# TASKS AND EXERCISES:
a - In the passage on sanitation, where was community-led total sanitation pioneered?
b - Write the continuation of the passage on sanitation, starting after its last sentence.

# DOCUMENT SEGMENT:
———

Handled carefully, demand for sanitation can and does emerge. The current lodestar in sanitation is an approach called community-led total sanitation (CLTS), pioneered in Bangladesh. The shock tactic of the strategy is to point out that members of the community are eating each other's detritus.
The accumulated evidence and disgust prompts conversion to the doctrine of "open defecation-free" behaviour and mass commitment to the building of household toilets. This strategy is surprisingly effective - and not just in Bangladesh. In a recent CLTS pilot in southern Zambia, the local chief became so engaged that he took it upon himself to chivy his subjects into toilet construction.
It is not surprising that those who venerate their ancestors - as in Madagascar - might object to burying faeces in their underground resting-place. Nor that those used to the open air might feel claustrophobic in a hot, dark, and often smelly toilet house. However, in an increasingly crowded rural landscape, and in slums and townships where people are living almost on top of each other, the days of open defecation ought speedily to come to an end.
The question, then, is how to meet demand among poorer citizens for whom such a significant home improvement represents a huge financial output.
The International Year of Sanitation has managed to galvanise the international community - the Department for International Development, schools of hygiene and tropical medicine, WaterAid, Unicef and the World Health Organisation - to undertake new ventures on the excretory frontier. Gradually, more resources are being found. But current policy seems to expect that many of these will be spent on re-training public health engineers and turning experts with spigots and ball-cocks into experts in lavatorial spin.

———

# RECORD EXTRACTS:
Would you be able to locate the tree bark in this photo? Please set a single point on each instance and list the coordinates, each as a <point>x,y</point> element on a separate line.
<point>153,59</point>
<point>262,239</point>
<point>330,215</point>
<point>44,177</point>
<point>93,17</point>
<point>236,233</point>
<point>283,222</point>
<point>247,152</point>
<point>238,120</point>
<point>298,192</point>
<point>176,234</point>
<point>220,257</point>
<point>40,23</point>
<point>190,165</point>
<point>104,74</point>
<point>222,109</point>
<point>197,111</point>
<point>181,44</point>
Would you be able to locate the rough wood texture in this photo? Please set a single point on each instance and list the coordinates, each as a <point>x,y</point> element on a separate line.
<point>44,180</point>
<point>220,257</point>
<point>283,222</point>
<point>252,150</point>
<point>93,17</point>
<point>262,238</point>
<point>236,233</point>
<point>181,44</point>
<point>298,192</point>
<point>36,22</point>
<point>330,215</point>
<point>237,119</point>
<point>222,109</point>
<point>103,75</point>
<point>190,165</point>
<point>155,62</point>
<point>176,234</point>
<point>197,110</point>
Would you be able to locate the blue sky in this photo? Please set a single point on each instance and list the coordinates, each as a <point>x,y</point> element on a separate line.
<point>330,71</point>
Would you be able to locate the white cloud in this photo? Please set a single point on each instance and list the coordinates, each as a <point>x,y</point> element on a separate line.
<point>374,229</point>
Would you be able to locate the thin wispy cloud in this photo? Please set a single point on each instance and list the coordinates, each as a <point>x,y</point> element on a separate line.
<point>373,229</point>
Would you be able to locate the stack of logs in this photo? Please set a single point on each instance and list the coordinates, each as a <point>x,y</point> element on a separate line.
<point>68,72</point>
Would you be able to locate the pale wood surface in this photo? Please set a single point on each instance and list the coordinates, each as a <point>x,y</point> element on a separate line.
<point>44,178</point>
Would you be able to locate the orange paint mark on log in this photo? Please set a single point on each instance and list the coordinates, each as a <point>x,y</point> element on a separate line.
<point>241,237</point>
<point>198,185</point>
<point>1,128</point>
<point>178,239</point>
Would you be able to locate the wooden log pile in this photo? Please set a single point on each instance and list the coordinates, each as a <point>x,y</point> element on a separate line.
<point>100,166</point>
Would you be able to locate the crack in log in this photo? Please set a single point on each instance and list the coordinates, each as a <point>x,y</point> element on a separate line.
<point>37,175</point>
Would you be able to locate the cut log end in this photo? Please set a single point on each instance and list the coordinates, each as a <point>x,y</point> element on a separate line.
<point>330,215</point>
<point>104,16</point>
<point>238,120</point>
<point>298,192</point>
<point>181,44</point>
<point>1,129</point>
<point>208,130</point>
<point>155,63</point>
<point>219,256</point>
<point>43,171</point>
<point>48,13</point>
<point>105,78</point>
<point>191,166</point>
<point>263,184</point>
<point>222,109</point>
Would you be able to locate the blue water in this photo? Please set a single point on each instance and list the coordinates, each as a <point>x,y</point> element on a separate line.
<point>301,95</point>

———

# SET OF ANSWERS:
a - Bangladesh

b -
The public health revolution that followed London's Great Stink required large investments of public funds on infrastructure. The sanitary revolution needed for the 21st century requires investment not in vast tunnels for sewerage, but in helping to create an intermediary sanitary economy with cheap, attractive, good quality products ready to meet the emerging demand for simple, decent facilities. Such an economy would have the attraction of providing local people with jobs - not as miserable muck-shovellers, but in respectable skilled occupations.
There is still almost half of the International Year of Sanitation left in which to bring about a new sanitary revolution. What is needed is new openness, and the same political push committed 150 years ago to solving London's crisis. Who with celebrity status could help in the UK to put pressure on our government and on the international community? Or will we have to rely on a 21st century rash of epidemics and dying rivers to put this most basic of problems on the popular and political agenda?
· Maggie Black is the author with Ben Fawcett of The Last Taboo: Opening the Door on the Global Sanitation Crisis, published by Earthscan, £16.99.